### [DATA FOR REVIEW]
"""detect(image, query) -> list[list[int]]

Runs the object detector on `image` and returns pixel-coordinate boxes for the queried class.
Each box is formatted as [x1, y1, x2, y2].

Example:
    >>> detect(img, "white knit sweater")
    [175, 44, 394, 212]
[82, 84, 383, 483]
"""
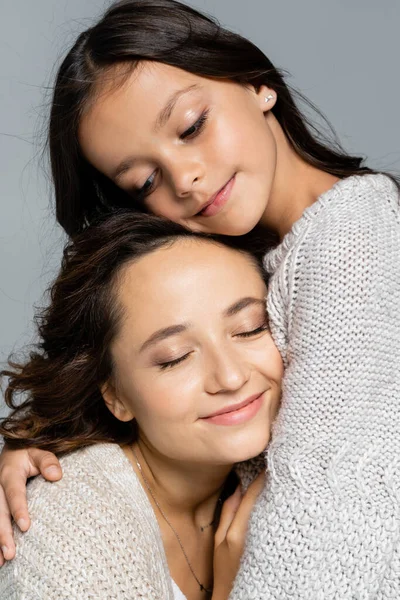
[0, 444, 176, 599]
[230, 174, 400, 599]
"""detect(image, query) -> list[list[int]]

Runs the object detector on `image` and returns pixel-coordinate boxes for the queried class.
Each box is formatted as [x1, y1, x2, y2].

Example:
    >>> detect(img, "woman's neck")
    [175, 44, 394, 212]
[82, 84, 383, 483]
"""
[260, 114, 340, 240]
[124, 439, 233, 528]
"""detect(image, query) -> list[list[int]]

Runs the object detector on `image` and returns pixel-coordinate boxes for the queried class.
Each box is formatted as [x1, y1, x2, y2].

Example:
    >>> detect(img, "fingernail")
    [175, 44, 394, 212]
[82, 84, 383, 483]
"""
[17, 518, 28, 531]
[46, 466, 60, 476]
[1, 546, 8, 556]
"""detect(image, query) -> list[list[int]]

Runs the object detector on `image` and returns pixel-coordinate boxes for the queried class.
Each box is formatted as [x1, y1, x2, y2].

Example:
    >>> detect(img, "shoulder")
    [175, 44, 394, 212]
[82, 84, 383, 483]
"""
[265, 174, 399, 274]
[25, 443, 137, 513]
[266, 173, 400, 281]
[307, 174, 399, 243]
[0, 444, 171, 599]
[23, 443, 156, 542]
[297, 174, 400, 275]
[264, 175, 400, 361]
[316, 173, 399, 216]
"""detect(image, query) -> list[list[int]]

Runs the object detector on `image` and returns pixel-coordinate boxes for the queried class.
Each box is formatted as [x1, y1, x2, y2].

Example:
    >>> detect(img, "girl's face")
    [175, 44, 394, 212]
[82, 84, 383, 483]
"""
[103, 240, 283, 466]
[79, 62, 277, 236]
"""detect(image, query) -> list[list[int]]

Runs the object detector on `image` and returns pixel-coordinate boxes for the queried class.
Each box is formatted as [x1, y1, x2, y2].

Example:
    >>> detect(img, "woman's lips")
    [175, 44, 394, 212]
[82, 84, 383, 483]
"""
[201, 393, 264, 426]
[198, 175, 236, 218]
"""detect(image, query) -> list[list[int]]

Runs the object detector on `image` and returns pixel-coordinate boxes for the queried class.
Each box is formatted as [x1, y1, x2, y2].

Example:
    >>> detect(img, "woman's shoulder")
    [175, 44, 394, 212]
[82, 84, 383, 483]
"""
[21, 443, 153, 548]
[0, 443, 172, 599]
[26, 443, 140, 507]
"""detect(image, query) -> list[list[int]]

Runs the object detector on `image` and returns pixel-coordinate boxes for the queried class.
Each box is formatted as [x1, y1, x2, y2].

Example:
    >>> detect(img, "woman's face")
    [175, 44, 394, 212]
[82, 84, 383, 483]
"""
[79, 62, 277, 236]
[104, 239, 283, 466]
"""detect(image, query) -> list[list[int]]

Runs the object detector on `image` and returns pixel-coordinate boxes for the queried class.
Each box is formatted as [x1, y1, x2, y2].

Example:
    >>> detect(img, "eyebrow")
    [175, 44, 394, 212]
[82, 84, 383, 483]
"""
[139, 297, 265, 353]
[112, 84, 201, 183]
[223, 297, 265, 317]
[155, 84, 201, 132]
[139, 324, 190, 353]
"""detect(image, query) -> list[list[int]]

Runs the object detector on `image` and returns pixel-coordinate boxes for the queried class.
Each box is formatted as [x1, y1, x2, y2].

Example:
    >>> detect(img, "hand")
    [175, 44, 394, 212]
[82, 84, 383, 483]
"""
[212, 471, 265, 600]
[0, 446, 62, 565]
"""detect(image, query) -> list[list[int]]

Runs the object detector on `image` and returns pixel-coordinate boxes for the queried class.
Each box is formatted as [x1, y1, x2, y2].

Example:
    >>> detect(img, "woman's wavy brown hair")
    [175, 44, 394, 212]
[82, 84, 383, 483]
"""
[0, 212, 266, 454]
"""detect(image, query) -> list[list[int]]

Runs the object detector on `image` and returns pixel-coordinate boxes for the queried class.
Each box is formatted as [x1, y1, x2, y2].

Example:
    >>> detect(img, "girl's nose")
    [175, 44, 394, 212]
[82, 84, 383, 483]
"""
[167, 155, 205, 199]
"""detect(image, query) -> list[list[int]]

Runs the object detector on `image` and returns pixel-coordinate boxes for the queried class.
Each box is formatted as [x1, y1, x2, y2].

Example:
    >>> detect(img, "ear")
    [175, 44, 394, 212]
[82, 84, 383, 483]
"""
[101, 380, 135, 422]
[255, 85, 277, 113]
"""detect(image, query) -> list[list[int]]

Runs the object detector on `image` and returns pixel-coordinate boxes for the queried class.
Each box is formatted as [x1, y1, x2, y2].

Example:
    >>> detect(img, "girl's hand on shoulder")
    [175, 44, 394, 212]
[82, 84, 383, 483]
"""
[212, 472, 265, 600]
[0, 445, 62, 564]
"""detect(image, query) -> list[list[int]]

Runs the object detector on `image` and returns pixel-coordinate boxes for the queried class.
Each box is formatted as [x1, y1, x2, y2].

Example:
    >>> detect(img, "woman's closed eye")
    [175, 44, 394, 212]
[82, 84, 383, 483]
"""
[234, 323, 269, 338]
[158, 352, 192, 370]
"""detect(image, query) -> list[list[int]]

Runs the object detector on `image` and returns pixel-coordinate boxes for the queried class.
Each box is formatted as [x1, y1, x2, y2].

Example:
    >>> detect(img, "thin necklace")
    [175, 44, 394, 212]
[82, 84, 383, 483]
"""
[131, 445, 213, 595]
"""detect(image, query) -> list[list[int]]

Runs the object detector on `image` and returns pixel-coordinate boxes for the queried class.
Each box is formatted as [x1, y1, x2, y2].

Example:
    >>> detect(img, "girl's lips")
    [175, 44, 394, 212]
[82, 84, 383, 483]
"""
[201, 393, 264, 426]
[198, 175, 236, 218]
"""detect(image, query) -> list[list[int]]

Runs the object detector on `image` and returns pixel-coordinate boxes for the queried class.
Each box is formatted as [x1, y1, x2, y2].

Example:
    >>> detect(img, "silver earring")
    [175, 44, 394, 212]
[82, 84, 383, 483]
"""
[264, 94, 274, 103]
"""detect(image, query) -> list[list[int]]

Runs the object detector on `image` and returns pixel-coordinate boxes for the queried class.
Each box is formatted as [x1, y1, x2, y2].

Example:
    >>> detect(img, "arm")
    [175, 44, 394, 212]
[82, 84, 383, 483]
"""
[231, 176, 400, 598]
[0, 445, 62, 562]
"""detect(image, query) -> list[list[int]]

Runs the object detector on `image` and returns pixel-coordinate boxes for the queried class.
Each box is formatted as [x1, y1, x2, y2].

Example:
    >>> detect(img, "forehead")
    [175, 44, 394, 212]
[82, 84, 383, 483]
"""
[81, 62, 203, 132]
[98, 61, 201, 98]
[116, 239, 266, 325]
[78, 62, 206, 172]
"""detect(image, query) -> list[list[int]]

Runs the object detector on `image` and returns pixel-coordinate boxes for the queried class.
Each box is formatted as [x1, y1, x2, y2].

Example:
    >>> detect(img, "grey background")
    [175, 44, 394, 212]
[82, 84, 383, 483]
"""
[1, 0, 399, 416]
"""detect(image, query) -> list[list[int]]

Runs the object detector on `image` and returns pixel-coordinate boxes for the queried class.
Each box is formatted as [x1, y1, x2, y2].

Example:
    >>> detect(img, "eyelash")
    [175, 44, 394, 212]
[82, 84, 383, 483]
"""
[236, 324, 269, 338]
[180, 109, 209, 141]
[158, 324, 268, 370]
[159, 353, 191, 371]
[134, 110, 210, 201]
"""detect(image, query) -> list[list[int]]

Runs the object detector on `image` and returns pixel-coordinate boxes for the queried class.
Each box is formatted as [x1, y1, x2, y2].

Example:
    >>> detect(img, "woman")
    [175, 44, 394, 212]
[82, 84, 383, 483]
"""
[0, 212, 282, 599]
[1, 1, 399, 597]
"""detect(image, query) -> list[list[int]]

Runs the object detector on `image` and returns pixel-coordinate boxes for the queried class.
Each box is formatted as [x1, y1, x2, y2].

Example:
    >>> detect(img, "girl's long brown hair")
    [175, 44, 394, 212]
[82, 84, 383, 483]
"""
[0, 212, 266, 454]
[49, 0, 398, 239]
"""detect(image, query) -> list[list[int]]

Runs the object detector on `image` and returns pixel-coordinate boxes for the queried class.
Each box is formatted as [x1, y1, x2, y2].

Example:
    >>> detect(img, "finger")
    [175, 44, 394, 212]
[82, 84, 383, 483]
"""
[28, 448, 62, 481]
[1, 469, 31, 533]
[228, 472, 265, 541]
[0, 485, 16, 561]
[214, 486, 242, 546]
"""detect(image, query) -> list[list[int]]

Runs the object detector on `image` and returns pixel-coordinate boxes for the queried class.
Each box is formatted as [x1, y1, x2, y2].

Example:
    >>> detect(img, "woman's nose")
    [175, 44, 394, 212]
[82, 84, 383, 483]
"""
[204, 347, 251, 395]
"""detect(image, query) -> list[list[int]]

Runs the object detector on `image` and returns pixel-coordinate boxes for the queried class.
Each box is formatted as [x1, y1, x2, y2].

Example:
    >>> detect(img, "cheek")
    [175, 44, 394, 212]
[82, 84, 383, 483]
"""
[255, 338, 284, 382]
[270, 345, 284, 379]
[130, 367, 202, 426]
[145, 190, 179, 222]
[209, 110, 257, 169]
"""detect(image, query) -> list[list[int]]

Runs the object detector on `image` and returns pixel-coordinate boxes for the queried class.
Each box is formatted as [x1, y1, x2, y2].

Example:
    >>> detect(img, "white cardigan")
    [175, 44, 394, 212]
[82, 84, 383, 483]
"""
[0, 443, 176, 599]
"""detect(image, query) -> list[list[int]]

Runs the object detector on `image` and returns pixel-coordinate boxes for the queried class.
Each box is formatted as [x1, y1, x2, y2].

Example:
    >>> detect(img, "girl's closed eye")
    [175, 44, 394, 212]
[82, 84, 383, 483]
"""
[133, 171, 157, 202]
[131, 110, 209, 201]
[180, 109, 209, 141]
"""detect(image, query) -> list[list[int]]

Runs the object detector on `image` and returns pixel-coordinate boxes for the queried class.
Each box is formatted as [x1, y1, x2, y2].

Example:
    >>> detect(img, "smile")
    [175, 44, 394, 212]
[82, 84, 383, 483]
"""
[201, 392, 264, 426]
[196, 175, 236, 218]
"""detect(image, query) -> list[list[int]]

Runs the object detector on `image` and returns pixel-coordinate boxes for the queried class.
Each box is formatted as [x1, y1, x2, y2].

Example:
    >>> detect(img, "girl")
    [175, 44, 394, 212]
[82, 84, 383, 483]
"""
[0, 212, 282, 599]
[1, 1, 399, 597]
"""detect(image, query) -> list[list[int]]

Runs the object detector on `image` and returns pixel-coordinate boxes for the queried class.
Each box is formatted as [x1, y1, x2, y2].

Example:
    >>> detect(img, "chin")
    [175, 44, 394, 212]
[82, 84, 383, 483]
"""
[218, 203, 266, 237]
[221, 430, 271, 464]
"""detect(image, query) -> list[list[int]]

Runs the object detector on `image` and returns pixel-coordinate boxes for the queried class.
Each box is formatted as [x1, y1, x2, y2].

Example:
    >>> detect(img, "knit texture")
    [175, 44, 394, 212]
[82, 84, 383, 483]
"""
[0, 444, 176, 599]
[230, 174, 400, 599]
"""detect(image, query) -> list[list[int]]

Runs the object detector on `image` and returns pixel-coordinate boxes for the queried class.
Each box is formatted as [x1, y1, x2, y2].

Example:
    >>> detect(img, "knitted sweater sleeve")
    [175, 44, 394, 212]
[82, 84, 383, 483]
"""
[230, 175, 400, 599]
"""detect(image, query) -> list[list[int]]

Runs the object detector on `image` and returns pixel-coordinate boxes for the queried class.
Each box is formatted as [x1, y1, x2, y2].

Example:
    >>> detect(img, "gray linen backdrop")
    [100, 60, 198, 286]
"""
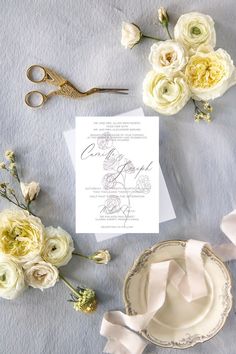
[0, 0, 236, 353]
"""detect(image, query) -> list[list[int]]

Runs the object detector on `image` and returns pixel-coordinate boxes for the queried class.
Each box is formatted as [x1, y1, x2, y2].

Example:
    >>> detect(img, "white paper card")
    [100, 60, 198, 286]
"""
[75, 116, 159, 234]
[64, 108, 175, 241]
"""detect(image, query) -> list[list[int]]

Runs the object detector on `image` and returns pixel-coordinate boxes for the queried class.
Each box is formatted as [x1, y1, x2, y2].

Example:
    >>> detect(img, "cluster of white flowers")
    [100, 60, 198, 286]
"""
[121, 12, 236, 118]
[0, 209, 74, 299]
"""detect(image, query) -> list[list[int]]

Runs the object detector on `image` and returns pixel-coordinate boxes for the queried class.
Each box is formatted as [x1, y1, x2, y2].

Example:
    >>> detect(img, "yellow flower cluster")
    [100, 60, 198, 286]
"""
[121, 9, 236, 120]
[0, 209, 74, 299]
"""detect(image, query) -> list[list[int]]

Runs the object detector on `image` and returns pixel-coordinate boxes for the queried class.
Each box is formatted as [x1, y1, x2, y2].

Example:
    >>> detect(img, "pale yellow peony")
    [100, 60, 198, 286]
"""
[0, 209, 44, 264]
[185, 46, 236, 100]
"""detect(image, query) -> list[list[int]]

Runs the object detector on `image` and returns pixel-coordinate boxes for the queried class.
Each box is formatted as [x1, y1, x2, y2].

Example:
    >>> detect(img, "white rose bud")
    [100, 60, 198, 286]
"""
[20, 181, 40, 203]
[158, 7, 169, 26]
[89, 250, 111, 264]
[121, 22, 141, 49]
[24, 257, 58, 291]
[0, 255, 26, 300]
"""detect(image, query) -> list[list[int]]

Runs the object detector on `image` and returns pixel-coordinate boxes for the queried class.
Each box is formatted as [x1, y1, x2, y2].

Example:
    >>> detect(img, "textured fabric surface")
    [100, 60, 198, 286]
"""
[0, 0, 236, 353]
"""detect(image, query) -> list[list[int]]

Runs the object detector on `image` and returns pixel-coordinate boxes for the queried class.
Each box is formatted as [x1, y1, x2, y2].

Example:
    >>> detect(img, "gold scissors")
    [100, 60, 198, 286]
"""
[25, 65, 129, 108]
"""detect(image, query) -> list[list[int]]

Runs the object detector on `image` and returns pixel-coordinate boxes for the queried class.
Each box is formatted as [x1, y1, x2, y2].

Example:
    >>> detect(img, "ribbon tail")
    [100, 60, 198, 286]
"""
[179, 239, 208, 301]
[221, 209, 236, 245]
[100, 312, 148, 354]
[100, 240, 210, 353]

### [ASSIGNED TASK]
Whenever the word "yellow" occurs in a line of the records, that line counts toward the total; state the total only.

### [EXERCISE ANSWER]
2